## How to complete this task
When you answer, give every record back exactly as written.

## Data for review

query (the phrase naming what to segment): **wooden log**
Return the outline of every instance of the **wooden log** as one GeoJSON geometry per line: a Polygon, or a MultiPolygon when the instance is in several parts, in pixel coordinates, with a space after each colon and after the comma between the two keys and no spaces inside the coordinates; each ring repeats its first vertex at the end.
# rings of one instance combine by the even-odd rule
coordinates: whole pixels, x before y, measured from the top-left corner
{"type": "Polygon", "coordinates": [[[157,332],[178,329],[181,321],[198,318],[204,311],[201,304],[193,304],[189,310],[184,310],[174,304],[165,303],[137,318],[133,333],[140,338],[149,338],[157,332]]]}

## Solution to the exercise
query (the phrase naming what to segment): **wooden log**
Return the outline of every instance of the **wooden log** as one GeoJSON geometry per line: a Polygon, or a MultiPolygon when the instance is in several parts, in pixel coordinates, with a space after each colon and after the comma between the two keys and no spaces inside the coordinates; each ring repeats its first vertex at the end.
# rings of one instance combine by the even-odd rule
coordinates: whole pixels, x before y, measured from the top-left corner
{"type": "Polygon", "coordinates": [[[157,332],[178,329],[181,321],[198,318],[204,311],[201,304],[193,304],[189,310],[184,310],[174,304],[165,303],[137,318],[133,333],[140,338],[149,338],[157,332]]]}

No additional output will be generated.